◆ DOCUMENT PASSAGE
-- start --

Time's almost up to get a tax deduction for your super contribution. AND get a guaranteed return!

Get a tax deduction for your super

As of 1 July 2017,

-  all tax-payers under age 75 can make a personal contribution to their super fund and

- then you can claim a deduction for your super contribution when you do your tax return.

This is new. Until now, the only way to make additional deductible contributions was to organise a salary sacrifice with your employer, unless you were self –employed.

Contribution limits

-You can contribute any amount provided that your total concessional contributions * are not more than $25,000 in a particular financial year.

- this includes the compulsory super your employer contributes (9.5% super guarantee) which are also concessional contributions.

E.g. If your employer has contributed $10,000 on your behalf, you can make an additional  maximum contribution of $15,000.

Age limits and work test

If you are 65 – 74 years, you also have to meet a work test  to qualify for the tax deduction.

Self-managed super

If you have a self-managed super fund, you can still make personal contributions

 

You get to save money AND pay less tax

Your personal contributions will be taxed at 15% when they arrive in your super fund. And if your personal marginal tax rate is more than 15%, then what you save in tax will be more than the amount that the super fund pays in tax.

E.g., If your tax rate is 37 %, and you contribute an extra $10,000, you will receive a personal tax deduction of $3700.

So the contribution only costs you $6,300 :  $10,000 you contribute - your $3700 tax rebate .

In your super fund, only $1,500 will be paid as tax.

 

True fact – you get a guaranteed return!

You’ve given up $6,300 of spending power and acquired an asset worth $8,500!

That’s an immediate, guaranteed return of 34.9%  ie $2,200 of the $6,300 that the contribution actually cost you.

-- end --

◆ TASK STATEMENT
Return the super tax deduction article's wording between "- then you can" and "were self –employed.", inclusive, without any changes.

◆ Location annotation dataset excerpts

-- start --

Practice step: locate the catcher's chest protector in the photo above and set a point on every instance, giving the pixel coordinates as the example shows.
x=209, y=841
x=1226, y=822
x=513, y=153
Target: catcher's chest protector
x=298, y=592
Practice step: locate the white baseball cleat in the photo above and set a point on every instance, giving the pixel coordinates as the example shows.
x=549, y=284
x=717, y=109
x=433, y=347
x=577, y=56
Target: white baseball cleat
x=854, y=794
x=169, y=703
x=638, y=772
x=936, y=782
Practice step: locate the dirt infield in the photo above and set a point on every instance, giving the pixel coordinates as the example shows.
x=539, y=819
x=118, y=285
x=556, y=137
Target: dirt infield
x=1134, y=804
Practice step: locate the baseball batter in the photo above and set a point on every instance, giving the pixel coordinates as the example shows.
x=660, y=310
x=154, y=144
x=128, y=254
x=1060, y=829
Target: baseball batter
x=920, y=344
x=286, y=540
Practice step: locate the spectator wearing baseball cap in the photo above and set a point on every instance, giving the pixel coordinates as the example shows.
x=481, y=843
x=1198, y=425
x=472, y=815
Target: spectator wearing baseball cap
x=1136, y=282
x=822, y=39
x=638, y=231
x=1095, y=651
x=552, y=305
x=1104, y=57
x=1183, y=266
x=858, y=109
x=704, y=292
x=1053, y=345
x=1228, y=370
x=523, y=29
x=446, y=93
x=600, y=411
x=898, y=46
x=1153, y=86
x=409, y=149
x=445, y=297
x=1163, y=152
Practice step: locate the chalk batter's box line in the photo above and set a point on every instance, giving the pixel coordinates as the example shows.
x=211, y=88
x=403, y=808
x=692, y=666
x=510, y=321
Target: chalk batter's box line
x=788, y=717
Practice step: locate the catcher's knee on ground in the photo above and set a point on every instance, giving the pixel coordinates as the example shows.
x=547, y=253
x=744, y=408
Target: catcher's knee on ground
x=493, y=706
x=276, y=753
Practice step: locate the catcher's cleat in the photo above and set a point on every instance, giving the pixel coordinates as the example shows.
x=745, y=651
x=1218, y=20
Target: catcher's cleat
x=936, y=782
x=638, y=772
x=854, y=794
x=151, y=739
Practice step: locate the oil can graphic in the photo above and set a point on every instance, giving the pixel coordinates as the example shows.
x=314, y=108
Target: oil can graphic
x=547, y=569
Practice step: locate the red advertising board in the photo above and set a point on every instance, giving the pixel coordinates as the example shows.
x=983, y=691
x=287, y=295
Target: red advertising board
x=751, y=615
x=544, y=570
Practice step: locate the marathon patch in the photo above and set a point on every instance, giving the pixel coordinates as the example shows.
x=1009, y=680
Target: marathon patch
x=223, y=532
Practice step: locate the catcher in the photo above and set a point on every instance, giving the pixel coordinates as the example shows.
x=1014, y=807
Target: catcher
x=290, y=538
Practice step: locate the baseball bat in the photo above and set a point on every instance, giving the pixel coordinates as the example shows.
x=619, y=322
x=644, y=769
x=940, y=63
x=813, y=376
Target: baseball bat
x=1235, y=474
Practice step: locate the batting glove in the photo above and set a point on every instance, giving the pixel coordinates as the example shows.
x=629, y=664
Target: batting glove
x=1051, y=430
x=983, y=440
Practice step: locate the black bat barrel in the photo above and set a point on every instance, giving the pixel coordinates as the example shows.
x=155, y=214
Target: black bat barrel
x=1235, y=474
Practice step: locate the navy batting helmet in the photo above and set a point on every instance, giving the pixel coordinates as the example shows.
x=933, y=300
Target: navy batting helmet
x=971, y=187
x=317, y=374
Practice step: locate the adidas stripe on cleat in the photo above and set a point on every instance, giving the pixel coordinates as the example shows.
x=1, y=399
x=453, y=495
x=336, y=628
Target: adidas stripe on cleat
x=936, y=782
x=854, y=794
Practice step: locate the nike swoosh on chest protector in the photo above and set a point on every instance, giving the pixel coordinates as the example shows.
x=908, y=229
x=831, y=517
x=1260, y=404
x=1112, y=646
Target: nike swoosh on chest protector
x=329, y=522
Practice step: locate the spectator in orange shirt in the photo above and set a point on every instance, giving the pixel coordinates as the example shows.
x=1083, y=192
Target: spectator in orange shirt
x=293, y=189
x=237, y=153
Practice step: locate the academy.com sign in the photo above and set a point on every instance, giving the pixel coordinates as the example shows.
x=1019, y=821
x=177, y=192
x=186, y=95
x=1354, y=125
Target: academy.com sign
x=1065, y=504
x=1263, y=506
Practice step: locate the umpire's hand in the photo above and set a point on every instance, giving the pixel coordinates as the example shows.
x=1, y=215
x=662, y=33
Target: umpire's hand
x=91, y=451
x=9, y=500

-- end --

◆ WRITTEN RESPONSE
- then you can claim a deduction for your super contribution when you do your tax return.

This is new. Until now, the only way to make additional deductible contributions was to organise a salary sacrifice with your employer, unless you were self –employed.